Rs 1,5 million. C’est la somme qu’Azagen Sanmooghen Pyneandee, 25 ans, a réussi à soutirer à un fonctionnaire en l’espace de trois mois, soit d’août à octobre 2023. Il avait fait chanter le quinquagénaire en le menaçant de rendre publiques des photos de lui lors d’une partie de jambes en l’air avec une fille de joie, au coût de Rs 2 000 (voir plus loin). Si le suspect a été mis hors d’état de nuire, cette affaire jette la lumière sur une pratique qui semble prendre de l’ampleur à Maurice : la sextorsion liée à la prostitution. 

En effet, si traditionnellement, les prostituées opéraient dans la rue ou dans des lieux bien connus pour ces activités, face à une surveillance policière accrue et à la vigilance de la société, elles ont adapté leurs stratégies. Désormais, elles accompagnent leurs clients dans des pensionnats ou des bungalows privés. Ce cadre plus intime et isolé permet aux proxénètes de mettre en place leur plan machiavélique.

Enregistrements contenus dans un jeu de données
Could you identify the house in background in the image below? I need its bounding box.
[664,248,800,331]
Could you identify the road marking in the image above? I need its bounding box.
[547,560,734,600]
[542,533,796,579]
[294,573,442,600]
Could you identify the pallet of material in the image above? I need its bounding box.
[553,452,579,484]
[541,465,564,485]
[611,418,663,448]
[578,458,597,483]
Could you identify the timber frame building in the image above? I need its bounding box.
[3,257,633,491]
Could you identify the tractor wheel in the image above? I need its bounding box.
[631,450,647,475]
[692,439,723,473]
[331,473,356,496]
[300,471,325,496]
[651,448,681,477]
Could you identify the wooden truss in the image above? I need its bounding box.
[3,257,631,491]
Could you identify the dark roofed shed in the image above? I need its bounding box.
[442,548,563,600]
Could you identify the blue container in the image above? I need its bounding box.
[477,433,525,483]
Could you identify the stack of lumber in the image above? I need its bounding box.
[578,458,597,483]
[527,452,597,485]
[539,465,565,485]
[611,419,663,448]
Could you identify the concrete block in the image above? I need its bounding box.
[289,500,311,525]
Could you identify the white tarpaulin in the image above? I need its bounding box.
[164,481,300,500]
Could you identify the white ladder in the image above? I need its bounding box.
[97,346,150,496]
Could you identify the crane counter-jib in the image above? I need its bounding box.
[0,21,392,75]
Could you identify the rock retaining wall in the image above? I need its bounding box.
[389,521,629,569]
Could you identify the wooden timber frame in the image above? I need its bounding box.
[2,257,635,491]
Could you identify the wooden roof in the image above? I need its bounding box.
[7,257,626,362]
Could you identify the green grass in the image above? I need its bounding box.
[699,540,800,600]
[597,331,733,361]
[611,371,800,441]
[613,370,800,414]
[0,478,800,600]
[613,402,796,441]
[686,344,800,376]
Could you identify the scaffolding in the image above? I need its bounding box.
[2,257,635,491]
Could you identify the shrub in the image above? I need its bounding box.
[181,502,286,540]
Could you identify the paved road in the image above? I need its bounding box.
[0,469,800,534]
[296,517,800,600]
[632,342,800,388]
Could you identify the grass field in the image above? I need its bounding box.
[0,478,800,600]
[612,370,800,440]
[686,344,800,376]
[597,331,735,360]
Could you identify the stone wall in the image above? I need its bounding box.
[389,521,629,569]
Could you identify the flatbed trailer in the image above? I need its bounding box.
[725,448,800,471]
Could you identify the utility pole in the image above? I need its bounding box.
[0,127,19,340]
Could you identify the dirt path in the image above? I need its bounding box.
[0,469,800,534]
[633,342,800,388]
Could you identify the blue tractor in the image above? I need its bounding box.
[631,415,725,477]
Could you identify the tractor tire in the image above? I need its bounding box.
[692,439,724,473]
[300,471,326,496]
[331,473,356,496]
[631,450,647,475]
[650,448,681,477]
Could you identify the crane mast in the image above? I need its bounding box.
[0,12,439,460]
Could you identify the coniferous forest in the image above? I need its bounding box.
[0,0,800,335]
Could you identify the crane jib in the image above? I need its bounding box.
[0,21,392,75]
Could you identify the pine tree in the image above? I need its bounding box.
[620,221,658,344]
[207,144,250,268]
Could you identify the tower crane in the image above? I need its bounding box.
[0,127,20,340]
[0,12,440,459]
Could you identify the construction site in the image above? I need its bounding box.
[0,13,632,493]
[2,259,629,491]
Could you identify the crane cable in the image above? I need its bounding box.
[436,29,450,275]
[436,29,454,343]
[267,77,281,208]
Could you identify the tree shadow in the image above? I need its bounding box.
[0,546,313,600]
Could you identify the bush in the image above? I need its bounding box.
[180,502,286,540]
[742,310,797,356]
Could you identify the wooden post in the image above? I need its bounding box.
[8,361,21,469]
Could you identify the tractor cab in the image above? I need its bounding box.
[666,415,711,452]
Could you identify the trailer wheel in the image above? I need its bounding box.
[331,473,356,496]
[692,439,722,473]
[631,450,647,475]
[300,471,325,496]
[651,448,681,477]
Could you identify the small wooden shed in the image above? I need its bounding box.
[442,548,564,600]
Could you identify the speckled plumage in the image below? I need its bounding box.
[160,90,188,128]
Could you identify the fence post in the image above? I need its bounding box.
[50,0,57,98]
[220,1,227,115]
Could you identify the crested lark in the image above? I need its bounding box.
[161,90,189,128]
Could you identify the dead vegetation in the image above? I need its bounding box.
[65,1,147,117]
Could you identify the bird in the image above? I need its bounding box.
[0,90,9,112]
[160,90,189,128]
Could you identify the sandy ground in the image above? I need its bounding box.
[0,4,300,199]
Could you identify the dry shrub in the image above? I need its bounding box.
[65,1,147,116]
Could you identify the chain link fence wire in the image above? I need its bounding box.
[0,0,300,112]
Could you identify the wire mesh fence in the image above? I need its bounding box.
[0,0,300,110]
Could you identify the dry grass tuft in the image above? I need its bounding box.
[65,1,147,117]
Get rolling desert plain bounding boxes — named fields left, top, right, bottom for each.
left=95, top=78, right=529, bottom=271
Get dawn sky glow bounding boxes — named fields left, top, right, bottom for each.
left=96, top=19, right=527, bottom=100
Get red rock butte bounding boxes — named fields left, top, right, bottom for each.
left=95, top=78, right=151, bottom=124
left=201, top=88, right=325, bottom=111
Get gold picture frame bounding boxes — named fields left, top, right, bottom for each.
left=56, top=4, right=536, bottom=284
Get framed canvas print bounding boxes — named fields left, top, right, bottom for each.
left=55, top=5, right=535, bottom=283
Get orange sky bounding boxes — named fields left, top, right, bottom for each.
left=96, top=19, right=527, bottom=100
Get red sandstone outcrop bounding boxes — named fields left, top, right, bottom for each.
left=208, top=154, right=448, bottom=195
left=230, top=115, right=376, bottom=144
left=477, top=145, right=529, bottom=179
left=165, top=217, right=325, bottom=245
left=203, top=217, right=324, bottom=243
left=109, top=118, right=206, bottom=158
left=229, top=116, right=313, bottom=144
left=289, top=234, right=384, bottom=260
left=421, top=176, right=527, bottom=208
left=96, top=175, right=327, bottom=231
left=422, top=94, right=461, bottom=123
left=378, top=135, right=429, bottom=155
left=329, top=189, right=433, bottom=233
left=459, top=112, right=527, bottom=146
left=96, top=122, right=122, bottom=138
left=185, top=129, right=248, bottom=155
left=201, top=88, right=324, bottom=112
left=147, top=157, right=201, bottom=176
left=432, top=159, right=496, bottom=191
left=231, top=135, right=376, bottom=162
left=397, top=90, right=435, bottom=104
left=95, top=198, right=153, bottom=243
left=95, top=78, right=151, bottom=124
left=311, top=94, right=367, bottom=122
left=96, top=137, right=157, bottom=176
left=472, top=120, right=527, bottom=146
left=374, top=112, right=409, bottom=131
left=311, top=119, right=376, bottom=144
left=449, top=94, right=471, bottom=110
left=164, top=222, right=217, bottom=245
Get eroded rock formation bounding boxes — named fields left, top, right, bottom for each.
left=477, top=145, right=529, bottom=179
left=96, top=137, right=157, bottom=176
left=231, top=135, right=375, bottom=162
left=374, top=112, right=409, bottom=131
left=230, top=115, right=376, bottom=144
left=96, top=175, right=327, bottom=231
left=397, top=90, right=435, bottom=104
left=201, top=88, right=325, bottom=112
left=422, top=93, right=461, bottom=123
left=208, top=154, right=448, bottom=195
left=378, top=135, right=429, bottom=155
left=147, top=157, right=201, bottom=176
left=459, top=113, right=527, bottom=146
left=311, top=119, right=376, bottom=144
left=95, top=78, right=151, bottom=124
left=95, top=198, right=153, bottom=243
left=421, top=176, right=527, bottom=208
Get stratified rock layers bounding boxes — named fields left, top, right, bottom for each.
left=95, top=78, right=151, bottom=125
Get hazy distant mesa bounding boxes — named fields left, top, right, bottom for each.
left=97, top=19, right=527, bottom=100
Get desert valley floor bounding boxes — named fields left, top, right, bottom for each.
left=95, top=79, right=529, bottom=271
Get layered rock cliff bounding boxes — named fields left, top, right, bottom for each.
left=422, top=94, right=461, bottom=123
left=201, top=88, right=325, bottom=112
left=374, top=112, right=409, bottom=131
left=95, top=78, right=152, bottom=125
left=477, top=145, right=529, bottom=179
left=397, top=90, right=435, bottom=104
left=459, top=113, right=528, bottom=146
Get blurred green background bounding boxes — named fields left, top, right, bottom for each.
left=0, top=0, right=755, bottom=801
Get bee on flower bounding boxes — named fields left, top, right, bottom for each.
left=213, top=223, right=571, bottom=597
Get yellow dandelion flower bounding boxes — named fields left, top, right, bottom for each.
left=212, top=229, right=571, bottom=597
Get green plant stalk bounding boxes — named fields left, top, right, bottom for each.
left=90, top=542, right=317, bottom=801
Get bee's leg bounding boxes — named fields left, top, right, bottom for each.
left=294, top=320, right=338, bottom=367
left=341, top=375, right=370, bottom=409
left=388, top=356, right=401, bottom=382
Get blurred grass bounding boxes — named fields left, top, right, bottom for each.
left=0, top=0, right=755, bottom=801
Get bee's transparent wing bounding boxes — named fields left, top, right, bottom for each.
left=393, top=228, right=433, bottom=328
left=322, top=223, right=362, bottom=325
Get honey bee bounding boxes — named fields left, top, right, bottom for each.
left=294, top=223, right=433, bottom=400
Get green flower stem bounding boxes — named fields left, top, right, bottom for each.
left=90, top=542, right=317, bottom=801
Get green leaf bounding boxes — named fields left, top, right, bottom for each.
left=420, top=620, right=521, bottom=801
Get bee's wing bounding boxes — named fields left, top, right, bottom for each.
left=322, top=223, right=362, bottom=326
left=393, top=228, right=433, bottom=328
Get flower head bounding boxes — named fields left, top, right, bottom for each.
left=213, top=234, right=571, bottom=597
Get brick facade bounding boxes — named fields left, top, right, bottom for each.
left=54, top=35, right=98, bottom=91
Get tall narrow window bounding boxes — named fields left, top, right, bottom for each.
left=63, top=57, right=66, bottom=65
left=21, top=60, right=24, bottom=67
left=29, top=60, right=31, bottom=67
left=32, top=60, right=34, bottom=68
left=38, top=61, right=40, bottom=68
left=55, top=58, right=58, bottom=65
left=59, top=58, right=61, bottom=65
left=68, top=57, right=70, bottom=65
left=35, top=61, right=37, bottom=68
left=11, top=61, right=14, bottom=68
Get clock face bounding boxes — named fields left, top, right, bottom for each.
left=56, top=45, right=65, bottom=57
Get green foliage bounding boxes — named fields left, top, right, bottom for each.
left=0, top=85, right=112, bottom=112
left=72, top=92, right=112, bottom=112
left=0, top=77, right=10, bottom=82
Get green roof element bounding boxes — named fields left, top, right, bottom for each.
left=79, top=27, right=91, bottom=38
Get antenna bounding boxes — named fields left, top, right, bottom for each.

Consigne donnée 1: Mettez à jour le passage de l'article sur la sextorsion compris entre « Rs 1,5 million. » et « à la prostitution. », inclus, en remplaçant « fonctionnaire » par « agent public ».
Consigne donnée 2: Rédigez la suite de l'article sur la sextorsion à Maurice après sa dernière phrase.

Réponse attendue 1:
Rs 1,5 million. C’est la somme qu’Azagen Sanmooghen Pyneandee, 25 ans, a réussi à soutirer à un agent public en l’espace de trois mois, soit d’août à octobre 2023. Il avait fait chanter le quinquagénaire en le menaçant de rendre publiques des photos de lui lors d’une partie de jambes en l’air avec une fille de joie, au coût de Rs 2 000 (voir plus loin). Si le suspect a été mis hors d’état de nuire, cette affaire jette la lumière sur une pratique qui semble prendre de l’ampleur à Maurice : la sextorsion liée à la prostitution.

Réponse attendue 2:
Une fois à l’intérieur, alors que le client est en train d’avoir des rapports sexuels, deux hommes, souvent des proxénètes, font irruption dans la chambre. Leur objectif est double : voler les effets personnels du client et capturer des photos ou vidéos compromettantes. Ces images deviennent alors des outils de chantage, menaçant de divulguer les preuves sur les réseaux sociaux ou auprès de la famille du client si ce dernier ne paie pas une forte somme d’argent.

J., un homme d’affaires âgé de 45 ans, en sait quelque chose, ayant lui-même été victime de ce type de chantage. Les faits remontent à novembre 2023. « C’était censé être une soirée discrète. J’avais rencontré une femme en sortant d’une boîte de nuit à Grand-Baie », dit-il. Selon le quadragénaire, elle avait accepté de l’accompagner dans une maison en construction dans les parages de Super U de Grand-Baie. 

« À peine avions-nous commencé que deux hommes ont fait irruption, m’ont frappé et ont volé mon portable et mon portefeuille. Sous la menace, ils ont pris des photos compromettantes de moi avec la femme. Ils m’ont menacé de tout révéler si je ne leur versais pas une somme importante », raconte l’homme d’affaires toujours traumatisé par ce qui lui est arrivé.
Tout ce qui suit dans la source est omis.